:: Study text ::
+--
We "take it all for granted", except we will never have all of Pi... 😥
"One : Mathematics is the language of nature.
Two: When we study that nature, patterns emerge.
Three: ...."
Oh my god the adventures of Wilson at the end is one of the greatest animated artistic masterpieces I've ever witnessed. How clever and hilarious, I absolutely adore that 💜
Hey Martin, small tip: often when sampling a parameter, you're interested in how an output scales with it, so you're interested in factors and you want to see stuff on a logarithmic scale. Then you don't want sampling points spaced evenly on a linear axis, you want sampling points spaced evenly on a logarithmic axis and then it makes a lot of sense to use E12 (or start out with E6, sample key areas with E12 or E24 numbers) numbers and you'll do far less useless sampling.
Best comment in the comments :)
0:00-10:30 Martin, making progress...
10:30-16:13 Martin, loosing it...
I hear ya buddy, it's taxing.
But pls keep your marbles together 😉
Your quest to have the marble machines play as tightly as a person is capable of was surpassed long ago. You are already at the nanosecond difference stage. Honestly Martin, I think you may be a little obsessed with this concept.
This is great. You are growing so much in the engineering field by doing this methodical process. As an engineer and percussionist myself, I have always found a relationship between the two disciplines. There is very little that will ever stop you once you find the balance between creativity and problem solving. Keep going, I think you are well on the path to success.
Great video! As a mechanical engineer I highly recommend keeping in mind the interaction between all the gates as you start to add channels. Since this timing is depending on materials and flex, it is also dependent on the "flex" of the total rig and other gates acting and reacting. It should hover around your findings here, but there WILL be impact from the total structure if there is vibration from the machine itself. Isolation dampers will be your friend if there is trouble long term. Best of luck!
I still believe the MMX was perfect, at least as far as it went, but I can't wait to see where all of this goes. I just hope Martin doesn't spiral into insanity!
YOU ARE: A great musician, designer, builder, story teller, artist, philosoph, data analyst, human
Well said
And trying to become a horrible engineer.
Love this new format Martin. Back to basics.
Hey Martin, glad to see you are still at it. One recommendation I would have is instead of trying to compensate with a delay for the marble seating. I would reconfigure it mechanically to when the solenoid is energized, the marble will drop out of the gate; add a slight hold delay, then disengage the solenoid to allow the marble to drop and seat itself in the gate waiting for the next trigger event. This way you won't need to figure out any debounce time for the marble to be completely seated in the gate.
Your commitment to this project is inspiring!
His dedication is impressive
Yes and no at the same time
@@thelambdafunction why no? Just wondering
@@blastfiendsunite420 Because he did abandon the project.. These experiments are fine, but he's chasing precision that he will immediately loose as soon as one of those gates is mounted on a MM3
He's just in a loop of chasing perfection at the moment
This is no longer a channel about music played by a machine. Its a channel where we watch a man descend into madness.
The second of any 3-movement song is usually sad, or chaos, or something completely different, but just wait for the last movement~ as long as he doesn't give up, he will get there.
i miss the days when it was about music by wintergatan. I would easily trade a complete functioning marble machine for a new album anyday.
+--
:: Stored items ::

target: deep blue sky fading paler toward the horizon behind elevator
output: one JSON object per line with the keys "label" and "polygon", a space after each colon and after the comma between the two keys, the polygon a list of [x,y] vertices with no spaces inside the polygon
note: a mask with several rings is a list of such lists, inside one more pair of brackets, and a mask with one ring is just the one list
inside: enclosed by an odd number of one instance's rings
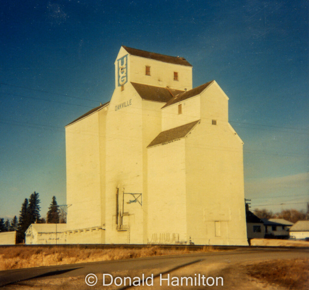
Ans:
{"label": "deep blue sky fading paler toward the horizon behind elevator", "polygon": [[[0,9],[0,217],[66,203],[64,126],[110,100],[121,45],[215,79],[244,141],[253,208],[309,201],[308,2],[11,1]],[[282,204],[282,205],[280,205]]]}

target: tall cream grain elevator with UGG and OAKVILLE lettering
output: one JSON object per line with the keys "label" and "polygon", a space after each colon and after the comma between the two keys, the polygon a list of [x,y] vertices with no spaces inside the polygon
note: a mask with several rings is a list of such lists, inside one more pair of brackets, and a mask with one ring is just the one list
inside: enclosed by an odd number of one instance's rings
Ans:
{"label": "tall cream grain elevator with UGG and OAKVILLE lettering", "polygon": [[248,245],[243,142],[216,81],[122,46],[108,103],[66,126],[66,243]]}

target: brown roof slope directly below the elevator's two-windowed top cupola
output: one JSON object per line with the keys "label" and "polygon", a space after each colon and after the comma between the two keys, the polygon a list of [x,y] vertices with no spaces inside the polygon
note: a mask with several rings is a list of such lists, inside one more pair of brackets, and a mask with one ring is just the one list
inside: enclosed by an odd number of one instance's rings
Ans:
{"label": "brown roof slope directly below the elevator's two-windowed top cupola", "polygon": [[167,103],[170,99],[173,98],[173,95],[175,96],[183,92],[183,90],[167,89],[159,86],[149,86],[138,84],[136,82],[131,82],[131,84],[138,92],[138,95],[140,95],[143,100],[148,101]]}

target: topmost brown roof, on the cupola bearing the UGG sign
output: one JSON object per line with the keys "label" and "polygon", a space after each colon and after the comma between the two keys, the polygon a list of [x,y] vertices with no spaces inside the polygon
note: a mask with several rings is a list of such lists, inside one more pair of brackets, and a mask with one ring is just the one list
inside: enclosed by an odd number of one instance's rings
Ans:
{"label": "topmost brown roof, on the cupola bearing the UGG sign", "polygon": [[173,63],[173,64],[176,64],[176,65],[192,66],[183,57],[171,57],[169,55],[164,55],[164,54],[159,54],[159,53],[151,53],[149,51],[131,48],[131,47],[127,47],[127,46],[124,46],[124,45],[122,45],[122,47],[129,54],[135,55],[137,57],[150,58],[150,59],[154,59],[156,61],[163,61],[163,62],[167,62],[167,63]]}

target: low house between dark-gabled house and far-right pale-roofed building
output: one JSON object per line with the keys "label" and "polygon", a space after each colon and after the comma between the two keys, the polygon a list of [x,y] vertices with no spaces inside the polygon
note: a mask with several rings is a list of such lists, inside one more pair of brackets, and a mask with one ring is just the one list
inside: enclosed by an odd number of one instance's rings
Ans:
{"label": "low house between dark-gabled house and far-right pale-roofed building", "polygon": [[262,219],[265,226],[265,238],[287,239],[289,238],[289,229],[294,225],[290,221],[280,218]]}

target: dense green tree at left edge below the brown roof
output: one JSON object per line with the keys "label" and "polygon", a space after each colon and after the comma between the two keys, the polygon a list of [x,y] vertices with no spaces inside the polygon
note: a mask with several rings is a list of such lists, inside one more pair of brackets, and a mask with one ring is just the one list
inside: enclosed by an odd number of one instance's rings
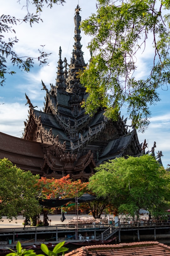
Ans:
{"label": "dense green tree at left edge below the brown roof", "polygon": [[32,175],[14,166],[8,159],[0,159],[0,219],[12,220],[23,212],[23,216],[34,216],[40,208],[36,200],[35,184],[39,175]]}

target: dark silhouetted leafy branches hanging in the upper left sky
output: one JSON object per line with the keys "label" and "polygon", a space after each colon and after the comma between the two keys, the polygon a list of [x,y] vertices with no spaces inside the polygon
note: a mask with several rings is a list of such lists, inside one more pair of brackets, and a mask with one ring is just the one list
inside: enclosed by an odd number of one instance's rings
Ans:
{"label": "dark silhouetted leafy branches hanging in the upper left sky", "polygon": [[[20,0],[18,1],[20,3]],[[43,11],[44,5],[52,8],[53,4],[63,4],[65,0],[33,0],[31,3],[35,5],[35,14],[30,13],[29,11],[29,1],[25,0],[25,7],[27,9],[26,15],[22,18],[16,18],[11,15],[1,15],[0,17],[0,85],[3,86],[5,82],[6,74],[15,74],[13,70],[10,70],[7,65],[7,59],[10,58],[11,64],[18,66],[19,69],[22,69],[26,72],[29,72],[33,67],[34,60],[37,59],[40,65],[48,64],[47,57],[51,53],[46,53],[43,49],[38,49],[38,57],[29,57],[29,56],[18,56],[16,52],[13,51],[14,45],[18,42],[16,37],[6,38],[6,34],[12,32],[15,34],[14,25],[18,25],[21,22],[29,22],[32,27],[33,23],[42,21],[40,15]]]}

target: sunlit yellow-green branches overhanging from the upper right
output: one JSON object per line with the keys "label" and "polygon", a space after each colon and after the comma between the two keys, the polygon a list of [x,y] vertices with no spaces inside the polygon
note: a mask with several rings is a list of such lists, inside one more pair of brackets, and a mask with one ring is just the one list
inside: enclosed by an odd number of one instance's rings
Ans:
{"label": "sunlit yellow-green branches overhanging from the upper right", "polygon": [[[91,61],[81,74],[89,93],[83,102],[86,112],[99,107],[105,116],[117,120],[122,107],[140,131],[149,124],[149,106],[160,101],[157,89],[170,82],[169,29],[170,1],[98,0],[97,14],[82,21]],[[154,47],[155,54],[147,77],[137,80],[138,56]],[[147,73],[148,72],[148,73]]]}

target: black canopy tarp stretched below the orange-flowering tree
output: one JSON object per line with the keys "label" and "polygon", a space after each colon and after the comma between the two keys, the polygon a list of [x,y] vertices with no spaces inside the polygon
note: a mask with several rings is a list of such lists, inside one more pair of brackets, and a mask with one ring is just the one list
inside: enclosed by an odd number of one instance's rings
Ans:
{"label": "black canopy tarp stretched below the orange-flowering tree", "polygon": [[[81,197],[78,198],[78,203],[85,203],[85,202],[91,202],[96,199],[96,196],[90,195],[88,193],[84,193]],[[65,199],[40,199],[39,204],[48,207],[48,208],[55,208],[55,207],[61,207],[65,204],[68,204],[69,202],[75,202],[76,198],[65,198]]]}

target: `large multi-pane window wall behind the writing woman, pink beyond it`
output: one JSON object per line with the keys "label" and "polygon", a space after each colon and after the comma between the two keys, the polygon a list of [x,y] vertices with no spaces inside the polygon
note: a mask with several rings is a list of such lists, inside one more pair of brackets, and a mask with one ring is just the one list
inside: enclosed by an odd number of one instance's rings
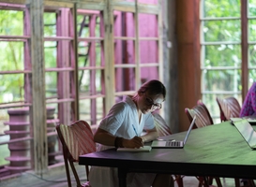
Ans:
{"label": "large multi-pane window wall behind the writing woman, pink beyond it", "polygon": [[[121,95],[133,94],[143,81],[162,76],[161,7],[157,0],[56,2],[45,1],[42,25],[36,21],[43,30],[43,36],[38,36],[42,42],[38,39],[36,43],[43,46],[40,55],[44,61],[34,62],[31,43],[35,34],[30,28],[35,22],[30,14],[35,9],[20,1],[0,3],[0,150],[5,152],[0,177],[4,168],[9,174],[37,168],[41,172],[45,161],[47,165],[62,162],[54,131],[57,122],[83,119],[95,129]],[[43,80],[35,73],[35,61],[42,68]],[[32,82],[38,79],[45,88],[35,88]],[[33,97],[35,89],[45,94]],[[35,100],[45,101],[45,126],[43,122],[33,124],[35,113],[43,116],[40,108],[33,106]],[[22,110],[22,129],[11,127],[8,110]],[[46,130],[48,158],[32,154],[32,141],[43,151],[43,141],[38,139],[44,135],[37,131],[37,125]],[[23,136],[10,135],[16,130]],[[9,147],[18,144],[24,146],[24,160],[17,164]]]}

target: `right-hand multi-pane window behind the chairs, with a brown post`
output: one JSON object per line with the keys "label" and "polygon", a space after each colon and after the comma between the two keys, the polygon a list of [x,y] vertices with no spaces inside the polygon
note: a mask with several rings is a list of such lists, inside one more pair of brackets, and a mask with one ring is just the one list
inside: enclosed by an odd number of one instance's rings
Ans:
{"label": "right-hand multi-pane window behind the chairs, with a brown post", "polygon": [[255,6],[253,0],[201,0],[202,95],[216,122],[216,97],[234,96],[242,105],[242,98],[256,80]]}

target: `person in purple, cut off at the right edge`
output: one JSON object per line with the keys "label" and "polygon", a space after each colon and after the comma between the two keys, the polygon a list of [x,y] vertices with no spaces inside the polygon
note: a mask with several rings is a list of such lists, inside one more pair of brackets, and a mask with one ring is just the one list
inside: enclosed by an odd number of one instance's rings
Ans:
{"label": "person in purple, cut off at the right edge", "polygon": [[240,117],[256,115],[256,82],[248,90],[248,94],[240,111]]}

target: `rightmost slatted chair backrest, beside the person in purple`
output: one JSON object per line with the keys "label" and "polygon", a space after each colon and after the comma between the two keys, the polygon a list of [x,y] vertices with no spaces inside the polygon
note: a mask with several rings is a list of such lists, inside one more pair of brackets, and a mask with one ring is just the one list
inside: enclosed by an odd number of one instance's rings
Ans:
{"label": "rightmost slatted chair backrest, beside the person in purple", "polygon": [[216,100],[220,110],[221,122],[229,121],[231,118],[239,117],[241,107],[236,98],[233,96],[227,98],[217,97]]}

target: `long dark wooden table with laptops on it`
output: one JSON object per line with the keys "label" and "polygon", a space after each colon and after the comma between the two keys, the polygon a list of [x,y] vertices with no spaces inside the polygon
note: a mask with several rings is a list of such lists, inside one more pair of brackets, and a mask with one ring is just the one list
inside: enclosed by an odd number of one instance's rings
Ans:
{"label": "long dark wooden table with laptops on it", "polygon": [[[166,138],[182,140],[185,135],[182,132]],[[231,122],[192,130],[184,149],[150,152],[111,149],[82,155],[79,165],[117,167],[121,187],[126,187],[128,172],[256,179],[256,151],[248,147]]]}

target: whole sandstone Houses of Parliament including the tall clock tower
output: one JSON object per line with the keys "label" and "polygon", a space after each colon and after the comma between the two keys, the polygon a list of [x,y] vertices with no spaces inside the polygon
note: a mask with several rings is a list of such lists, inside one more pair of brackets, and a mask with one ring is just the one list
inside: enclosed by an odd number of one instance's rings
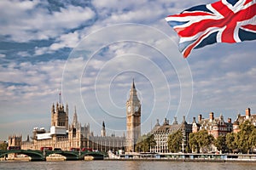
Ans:
{"label": "whole sandstone Houses of Parliament including the tall clock tower", "polygon": [[22,150],[40,150],[41,147],[72,150],[73,148],[88,148],[91,150],[125,150],[135,151],[137,139],[141,136],[141,103],[137,98],[134,81],[131,83],[130,97],[126,102],[126,137],[107,136],[105,122],[102,122],[100,136],[94,136],[90,124],[81,126],[76,109],[73,121],[68,124],[69,108],[61,102],[51,106],[51,127],[47,132],[44,128],[34,127],[32,138],[21,141],[22,136],[9,136],[9,146],[19,145]]}

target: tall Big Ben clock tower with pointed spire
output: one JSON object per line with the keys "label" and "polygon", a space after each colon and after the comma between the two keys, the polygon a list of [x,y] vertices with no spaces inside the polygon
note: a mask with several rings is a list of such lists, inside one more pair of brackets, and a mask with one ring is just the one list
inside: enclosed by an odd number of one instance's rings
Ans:
{"label": "tall Big Ben clock tower with pointed spire", "polygon": [[126,102],[126,151],[135,151],[137,139],[141,136],[141,102],[137,99],[134,80],[130,98]]}

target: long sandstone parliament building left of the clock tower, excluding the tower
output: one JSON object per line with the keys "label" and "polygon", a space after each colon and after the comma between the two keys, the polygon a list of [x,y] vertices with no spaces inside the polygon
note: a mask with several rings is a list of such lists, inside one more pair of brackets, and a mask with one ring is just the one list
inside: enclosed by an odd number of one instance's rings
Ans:
{"label": "long sandstone parliament building left of the clock tower, excluding the tower", "polygon": [[[73,114],[73,122],[68,125],[68,105],[66,109],[62,104],[52,105],[51,127],[46,132],[44,127],[33,129],[32,141],[22,142],[22,150],[40,150],[41,147],[52,147],[61,150],[72,148],[87,148],[90,150],[119,150],[124,149],[125,136],[106,136],[105,123],[102,124],[102,136],[94,136],[90,132],[90,124],[81,126],[78,121],[76,108]],[[20,138],[21,141],[21,138]]]}

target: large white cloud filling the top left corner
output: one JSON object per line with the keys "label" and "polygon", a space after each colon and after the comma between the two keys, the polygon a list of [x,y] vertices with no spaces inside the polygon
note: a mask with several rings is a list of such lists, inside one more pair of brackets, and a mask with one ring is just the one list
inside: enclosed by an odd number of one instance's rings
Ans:
{"label": "large white cloud filling the top left corner", "polygon": [[1,35],[16,42],[59,37],[67,29],[74,29],[95,17],[89,7],[72,5],[49,13],[39,1],[1,1]]}

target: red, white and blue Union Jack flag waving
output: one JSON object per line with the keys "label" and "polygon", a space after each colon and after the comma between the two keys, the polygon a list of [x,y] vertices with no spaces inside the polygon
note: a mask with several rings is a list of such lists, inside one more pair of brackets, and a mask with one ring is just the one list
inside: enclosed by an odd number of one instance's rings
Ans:
{"label": "red, white and blue Union Jack flag waving", "polygon": [[193,48],[215,42],[242,42],[256,39],[256,0],[221,0],[166,17],[177,31],[184,58]]}

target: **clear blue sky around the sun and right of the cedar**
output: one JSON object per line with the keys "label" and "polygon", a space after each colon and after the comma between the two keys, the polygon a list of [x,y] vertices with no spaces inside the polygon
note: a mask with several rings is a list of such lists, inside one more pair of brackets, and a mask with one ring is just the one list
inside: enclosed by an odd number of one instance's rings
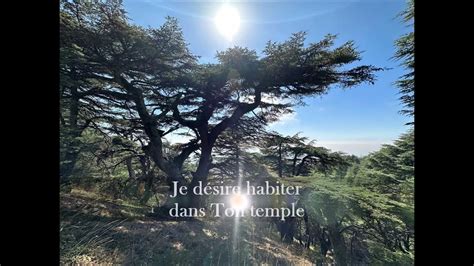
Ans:
{"label": "clear blue sky around the sun and right of the cedar", "polygon": [[410,31],[396,16],[404,0],[335,1],[238,1],[241,25],[232,41],[223,38],[214,24],[222,2],[127,0],[125,9],[132,22],[160,26],[165,16],[176,17],[191,51],[201,62],[215,62],[217,51],[239,45],[260,53],[269,40],[284,41],[291,33],[307,32],[307,42],[337,34],[336,45],[355,41],[363,51],[360,64],[387,67],[374,85],[332,89],[328,94],[305,100],[306,106],[271,125],[282,134],[302,132],[317,145],[355,155],[366,155],[391,143],[407,131],[409,118],[401,108],[393,82],[404,73],[391,59],[394,41]]}

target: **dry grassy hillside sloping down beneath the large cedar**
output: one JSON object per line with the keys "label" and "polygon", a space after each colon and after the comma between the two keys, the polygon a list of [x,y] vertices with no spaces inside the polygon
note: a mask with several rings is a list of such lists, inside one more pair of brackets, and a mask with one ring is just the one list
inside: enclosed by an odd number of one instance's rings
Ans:
{"label": "dry grassy hillside sloping down beneath the large cedar", "polygon": [[[150,209],[73,190],[61,194],[61,262],[137,265],[311,265],[268,221],[164,221]],[[314,258],[313,258],[314,259]]]}

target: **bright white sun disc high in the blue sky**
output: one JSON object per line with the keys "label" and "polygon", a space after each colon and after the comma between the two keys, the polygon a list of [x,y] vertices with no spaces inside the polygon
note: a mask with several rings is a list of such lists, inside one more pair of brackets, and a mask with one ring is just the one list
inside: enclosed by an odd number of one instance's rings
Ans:
{"label": "bright white sun disc high in the blue sky", "polygon": [[239,11],[232,6],[225,4],[217,12],[214,23],[216,24],[219,33],[227,40],[231,41],[239,30]]}

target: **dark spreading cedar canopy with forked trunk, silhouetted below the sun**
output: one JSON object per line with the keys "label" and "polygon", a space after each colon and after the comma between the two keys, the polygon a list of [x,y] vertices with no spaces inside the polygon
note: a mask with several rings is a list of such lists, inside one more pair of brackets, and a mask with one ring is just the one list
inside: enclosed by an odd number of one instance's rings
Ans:
{"label": "dark spreading cedar canopy with forked trunk, silhouetted below the sun", "polygon": [[[106,134],[140,139],[169,182],[187,183],[182,167],[194,152],[199,159],[191,184],[206,182],[217,139],[240,120],[253,116],[266,124],[304,96],[373,83],[380,70],[344,68],[360,60],[353,42],[334,48],[335,36],[328,35],[305,46],[303,32],[268,42],[261,57],[233,47],[217,54],[218,63],[199,64],[176,19],[145,29],[130,24],[116,1],[65,2],[60,24],[62,99],[77,105],[69,106],[69,120],[84,117],[85,125]],[[163,138],[183,128],[192,131],[191,140],[166,154]]]}

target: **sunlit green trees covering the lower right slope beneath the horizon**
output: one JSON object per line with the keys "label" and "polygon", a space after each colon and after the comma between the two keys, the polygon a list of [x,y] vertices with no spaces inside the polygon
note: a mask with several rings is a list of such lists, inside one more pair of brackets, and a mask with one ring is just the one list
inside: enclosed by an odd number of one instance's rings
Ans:
{"label": "sunlit green trees covering the lower right slope beneath the horizon", "polygon": [[292,179],[308,188],[299,202],[308,214],[306,234],[328,234],[339,263],[413,263],[413,143],[410,131],[353,162],[345,176]]}

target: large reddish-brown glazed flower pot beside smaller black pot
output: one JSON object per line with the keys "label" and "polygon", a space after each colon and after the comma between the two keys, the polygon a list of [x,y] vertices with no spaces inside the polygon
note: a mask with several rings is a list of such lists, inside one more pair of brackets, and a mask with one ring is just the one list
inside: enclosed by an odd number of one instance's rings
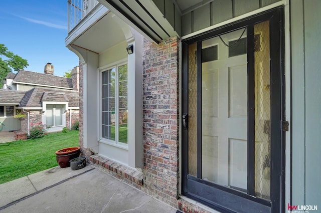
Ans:
{"label": "large reddish-brown glazed flower pot beside smaller black pot", "polygon": [[70,160],[79,157],[80,147],[68,147],[56,151],[56,160],[61,168],[70,166]]}

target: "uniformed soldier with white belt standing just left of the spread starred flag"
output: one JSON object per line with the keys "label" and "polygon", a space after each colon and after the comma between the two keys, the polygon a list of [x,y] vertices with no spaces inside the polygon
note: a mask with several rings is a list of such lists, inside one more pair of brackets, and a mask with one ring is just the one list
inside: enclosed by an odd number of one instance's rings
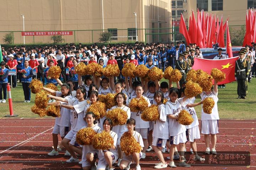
+--
:: Problem set ::
• A. In the comments on the marble machine video, why does one commenter suggest changing the gate so the marble drops while the solenoid is energized? Answer in one to three sentences.
• B. Write the next part of the marble machine video comments, picking up after the final comment.

:: List of answers ::
• A. The commenter suggests that the marble drop out when the solenoid is energized. After a slight hold, the solenoid disengages so the next marble can drop and seat itself in the gate before the next trigger. The reason given is that this removes the need to work out a debounce time for the marble to be fully seated.

• B.
@@Oxtorayk New album will be released once the new machine is ready to create it.
He used to make art in the form of RUclips videos. He never realized it but the MMX accomplished the goal everyone else had for it. Watching its development was a joy regardless the outcome. He decided that the art of the video was standing in the way of the engineering of the machine and now the art of gone. We got years of entertainment out of the MMX. He thinks it was a total waste save for the learning experience.
@@osculant as somebody with a similar mindset, I kinda get it. Everybody else is looking at what is, but he's envisioning something much bigger. The problem is getting caught up in what is not... and using dealing with this as an excuse to procrastinate on finishing the main project, which started out simple, and has turned into a grand design so immense and heavy that the mere thought of it adds 10 years to one's lifespan.
I have no doubt that he wants to build something beautiful, but he needs time, help, and the determination to see it through to its finish. I'll be here waiting - I look forward to it, sir Martin - don't give up
Thank you for your animation. It really made my day yet. Another reason why we miss your videos. I’m glad you don’t take yourself too seriously and you show us every time how you want to make this project So much better with hard work. Thanks.
Okay, new shirt design idea: “I believe” still legible but crossed out (struck through), and next to it with a tape decal “I VERIFY”. I’d buy such a shirt! Thank you, Wintergatan for all the laughs and inspiration over the years. You really have influenced my decisions when designing and creating. You have taught me many lessons (especially function over form, dumb design vs. smart design)! Thank you to Wilson, Martin and his whole team at Wintergatan! Y’all are awesome!
- Gears from Texas, USA
I verify such outstanding merch design idea
The progression from dreamer to engineer. I like this!
An unmoderated search for perfection will result in tears and disappointment.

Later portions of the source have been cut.